• [Exercise objective]:
Rewrite the lines from the one containing "Target = window frame" through the end of the records, replacing "pixel coordinates" with "image coordinates" and leaving everything else unchanged.

• [Record excerpts]:
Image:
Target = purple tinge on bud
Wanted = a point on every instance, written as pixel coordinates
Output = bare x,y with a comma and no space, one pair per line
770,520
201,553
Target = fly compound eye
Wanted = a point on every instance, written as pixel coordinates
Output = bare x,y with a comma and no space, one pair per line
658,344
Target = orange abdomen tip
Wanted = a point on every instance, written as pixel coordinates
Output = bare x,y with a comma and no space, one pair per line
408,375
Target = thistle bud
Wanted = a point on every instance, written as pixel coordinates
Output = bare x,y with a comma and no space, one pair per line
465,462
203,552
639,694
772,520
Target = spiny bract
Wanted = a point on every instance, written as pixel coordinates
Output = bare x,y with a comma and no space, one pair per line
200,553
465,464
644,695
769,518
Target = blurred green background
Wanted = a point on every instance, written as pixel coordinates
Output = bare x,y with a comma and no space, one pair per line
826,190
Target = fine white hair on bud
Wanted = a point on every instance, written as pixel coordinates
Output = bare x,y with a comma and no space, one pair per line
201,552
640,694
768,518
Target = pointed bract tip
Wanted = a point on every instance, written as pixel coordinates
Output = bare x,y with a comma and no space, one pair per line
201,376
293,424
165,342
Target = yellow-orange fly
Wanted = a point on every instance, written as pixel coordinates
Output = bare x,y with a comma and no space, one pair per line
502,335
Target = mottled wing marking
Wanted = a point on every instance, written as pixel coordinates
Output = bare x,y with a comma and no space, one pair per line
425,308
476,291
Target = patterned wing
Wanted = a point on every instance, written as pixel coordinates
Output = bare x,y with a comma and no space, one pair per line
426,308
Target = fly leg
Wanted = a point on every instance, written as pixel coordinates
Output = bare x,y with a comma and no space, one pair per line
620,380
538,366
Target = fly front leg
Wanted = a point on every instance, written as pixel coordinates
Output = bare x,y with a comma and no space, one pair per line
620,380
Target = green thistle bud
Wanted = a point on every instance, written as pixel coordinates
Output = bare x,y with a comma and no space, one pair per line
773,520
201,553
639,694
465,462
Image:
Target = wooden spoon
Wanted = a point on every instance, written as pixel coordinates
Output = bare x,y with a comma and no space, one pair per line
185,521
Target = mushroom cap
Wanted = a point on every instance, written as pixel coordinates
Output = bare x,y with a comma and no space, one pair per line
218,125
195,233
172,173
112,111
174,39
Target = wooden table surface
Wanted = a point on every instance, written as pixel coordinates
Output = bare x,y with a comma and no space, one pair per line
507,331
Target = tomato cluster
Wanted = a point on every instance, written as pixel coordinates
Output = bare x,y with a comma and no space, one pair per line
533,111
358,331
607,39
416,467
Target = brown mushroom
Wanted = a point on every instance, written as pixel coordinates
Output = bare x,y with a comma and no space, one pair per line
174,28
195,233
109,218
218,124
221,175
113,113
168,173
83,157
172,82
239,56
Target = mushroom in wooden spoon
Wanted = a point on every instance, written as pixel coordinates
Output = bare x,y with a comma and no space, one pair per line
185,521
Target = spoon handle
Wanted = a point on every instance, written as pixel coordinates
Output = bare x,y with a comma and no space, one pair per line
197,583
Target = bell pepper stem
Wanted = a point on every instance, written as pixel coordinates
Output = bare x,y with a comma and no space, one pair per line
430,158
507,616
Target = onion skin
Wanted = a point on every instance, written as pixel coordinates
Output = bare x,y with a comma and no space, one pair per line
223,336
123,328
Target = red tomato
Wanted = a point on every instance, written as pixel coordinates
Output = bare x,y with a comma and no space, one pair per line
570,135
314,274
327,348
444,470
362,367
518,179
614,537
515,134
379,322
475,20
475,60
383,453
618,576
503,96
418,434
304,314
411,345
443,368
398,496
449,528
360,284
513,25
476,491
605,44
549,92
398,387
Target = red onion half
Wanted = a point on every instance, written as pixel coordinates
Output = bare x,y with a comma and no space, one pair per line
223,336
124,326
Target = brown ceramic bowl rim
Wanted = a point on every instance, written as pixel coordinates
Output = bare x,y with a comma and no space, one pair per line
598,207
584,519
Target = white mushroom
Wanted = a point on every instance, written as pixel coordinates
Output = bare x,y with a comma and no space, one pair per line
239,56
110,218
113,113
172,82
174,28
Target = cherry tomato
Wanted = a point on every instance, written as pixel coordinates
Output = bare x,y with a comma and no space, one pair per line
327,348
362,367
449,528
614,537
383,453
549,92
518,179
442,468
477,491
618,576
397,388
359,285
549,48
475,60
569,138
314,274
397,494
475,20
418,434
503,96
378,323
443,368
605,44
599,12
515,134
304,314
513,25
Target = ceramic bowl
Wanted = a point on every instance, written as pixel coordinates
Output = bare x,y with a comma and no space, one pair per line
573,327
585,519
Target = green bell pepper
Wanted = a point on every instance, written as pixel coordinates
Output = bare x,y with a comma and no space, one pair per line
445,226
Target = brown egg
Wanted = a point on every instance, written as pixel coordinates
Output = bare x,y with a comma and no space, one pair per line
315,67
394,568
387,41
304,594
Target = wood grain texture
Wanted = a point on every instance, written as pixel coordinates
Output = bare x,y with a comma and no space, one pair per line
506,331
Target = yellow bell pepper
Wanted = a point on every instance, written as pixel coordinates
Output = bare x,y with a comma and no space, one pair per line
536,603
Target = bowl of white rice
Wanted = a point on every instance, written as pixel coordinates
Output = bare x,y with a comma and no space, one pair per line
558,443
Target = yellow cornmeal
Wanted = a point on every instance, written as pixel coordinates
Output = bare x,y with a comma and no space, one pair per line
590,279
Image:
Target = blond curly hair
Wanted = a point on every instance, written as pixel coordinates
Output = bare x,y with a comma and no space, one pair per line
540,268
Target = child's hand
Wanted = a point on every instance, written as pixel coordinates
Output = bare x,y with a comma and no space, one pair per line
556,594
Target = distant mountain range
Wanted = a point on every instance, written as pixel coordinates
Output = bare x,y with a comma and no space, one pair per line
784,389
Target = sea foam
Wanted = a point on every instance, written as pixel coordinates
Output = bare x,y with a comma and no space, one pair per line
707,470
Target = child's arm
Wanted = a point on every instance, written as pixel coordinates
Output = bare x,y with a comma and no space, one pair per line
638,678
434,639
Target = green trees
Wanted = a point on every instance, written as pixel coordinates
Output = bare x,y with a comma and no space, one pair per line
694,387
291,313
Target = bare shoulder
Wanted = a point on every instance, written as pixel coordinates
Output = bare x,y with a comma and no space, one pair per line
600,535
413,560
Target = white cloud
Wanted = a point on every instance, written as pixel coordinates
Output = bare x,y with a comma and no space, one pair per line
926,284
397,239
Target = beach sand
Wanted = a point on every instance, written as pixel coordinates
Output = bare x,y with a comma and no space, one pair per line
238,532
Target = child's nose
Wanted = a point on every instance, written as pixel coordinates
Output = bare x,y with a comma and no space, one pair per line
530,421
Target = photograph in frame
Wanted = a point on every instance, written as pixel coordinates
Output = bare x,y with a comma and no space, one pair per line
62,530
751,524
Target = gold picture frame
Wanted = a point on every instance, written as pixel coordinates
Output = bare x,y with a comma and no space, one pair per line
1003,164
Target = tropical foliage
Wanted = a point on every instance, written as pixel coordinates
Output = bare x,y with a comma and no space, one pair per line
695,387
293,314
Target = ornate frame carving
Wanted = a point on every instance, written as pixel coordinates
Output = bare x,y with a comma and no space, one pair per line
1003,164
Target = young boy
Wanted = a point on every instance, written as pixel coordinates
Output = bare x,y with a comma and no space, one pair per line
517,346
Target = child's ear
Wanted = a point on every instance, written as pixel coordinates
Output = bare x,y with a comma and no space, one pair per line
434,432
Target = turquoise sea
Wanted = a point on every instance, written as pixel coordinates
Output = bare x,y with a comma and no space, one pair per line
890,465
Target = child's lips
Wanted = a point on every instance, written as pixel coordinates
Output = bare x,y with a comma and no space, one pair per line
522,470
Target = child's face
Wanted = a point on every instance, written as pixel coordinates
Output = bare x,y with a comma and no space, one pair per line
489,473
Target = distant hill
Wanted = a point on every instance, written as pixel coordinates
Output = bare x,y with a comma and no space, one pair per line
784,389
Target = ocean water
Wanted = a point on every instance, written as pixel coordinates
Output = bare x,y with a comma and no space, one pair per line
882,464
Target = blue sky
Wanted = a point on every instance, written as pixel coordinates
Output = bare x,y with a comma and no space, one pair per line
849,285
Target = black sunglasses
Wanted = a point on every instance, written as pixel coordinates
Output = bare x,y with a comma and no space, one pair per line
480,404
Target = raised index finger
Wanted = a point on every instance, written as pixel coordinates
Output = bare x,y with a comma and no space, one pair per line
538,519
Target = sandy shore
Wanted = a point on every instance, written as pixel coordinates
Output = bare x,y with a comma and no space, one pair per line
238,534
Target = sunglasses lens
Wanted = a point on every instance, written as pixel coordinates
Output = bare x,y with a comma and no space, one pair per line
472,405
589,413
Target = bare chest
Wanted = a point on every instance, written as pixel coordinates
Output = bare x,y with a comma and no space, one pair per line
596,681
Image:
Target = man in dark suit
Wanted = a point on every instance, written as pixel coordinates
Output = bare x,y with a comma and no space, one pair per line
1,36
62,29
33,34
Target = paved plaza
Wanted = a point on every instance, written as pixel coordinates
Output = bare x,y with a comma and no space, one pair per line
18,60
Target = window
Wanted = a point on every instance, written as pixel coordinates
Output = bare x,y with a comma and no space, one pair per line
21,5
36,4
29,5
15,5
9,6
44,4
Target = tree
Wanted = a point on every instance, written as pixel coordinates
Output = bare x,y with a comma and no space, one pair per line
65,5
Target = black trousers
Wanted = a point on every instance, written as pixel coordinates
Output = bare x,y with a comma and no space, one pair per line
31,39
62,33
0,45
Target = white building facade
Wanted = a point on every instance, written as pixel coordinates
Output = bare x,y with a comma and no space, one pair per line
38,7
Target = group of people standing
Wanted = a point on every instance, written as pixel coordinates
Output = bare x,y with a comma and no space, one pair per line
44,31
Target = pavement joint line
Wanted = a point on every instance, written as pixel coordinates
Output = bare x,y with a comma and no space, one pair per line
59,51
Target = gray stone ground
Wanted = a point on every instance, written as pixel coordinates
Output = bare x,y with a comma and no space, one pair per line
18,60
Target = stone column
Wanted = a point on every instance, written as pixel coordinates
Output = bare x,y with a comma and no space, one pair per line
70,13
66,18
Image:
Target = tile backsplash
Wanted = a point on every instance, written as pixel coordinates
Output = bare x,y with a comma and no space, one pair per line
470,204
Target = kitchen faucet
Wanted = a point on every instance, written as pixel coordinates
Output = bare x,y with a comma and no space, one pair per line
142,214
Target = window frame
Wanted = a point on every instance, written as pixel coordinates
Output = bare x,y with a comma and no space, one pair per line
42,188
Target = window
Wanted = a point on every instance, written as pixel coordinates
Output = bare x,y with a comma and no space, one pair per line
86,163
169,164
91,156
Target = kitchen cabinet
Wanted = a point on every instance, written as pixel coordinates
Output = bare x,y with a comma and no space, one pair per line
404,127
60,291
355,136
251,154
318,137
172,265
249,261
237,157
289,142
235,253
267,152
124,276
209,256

• [The solution]:
Target = window frame
Wanted = a point on every instance, written as image coordinates
Output = bare x,y with a comma and no space, one pair per line
42,188
Target = window
Wanted = a point on every instance, written as image coordinates
Output = bare x,y with a comma and no space, one pair per line
86,163
169,164
91,156
Target = kitchen cabinet
Wanted = a point on every instance, written as image coordinates
Output = bare x,y with a comma and no space, one pair per line
404,127
60,291
355,136
251,154
318,137
172,265
249,261
237,157
289,142
235,253
267,152
124,276
209,256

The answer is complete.